╔══
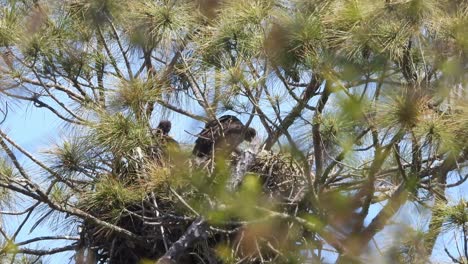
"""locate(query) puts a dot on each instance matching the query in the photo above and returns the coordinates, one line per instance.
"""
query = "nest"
(281, 175)
(158, 220)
╚══
▶ **EXERCISE AIM**:
Print every entry above verbatim but drop the images.

▶ **RESULT FOR THIS TASK**:
"""locate(query) puts a dot on each instance matching the query in the photo above and returns the coordinates, one line per instance.
"""
query = "nest"
(281, 175)
(158, 220)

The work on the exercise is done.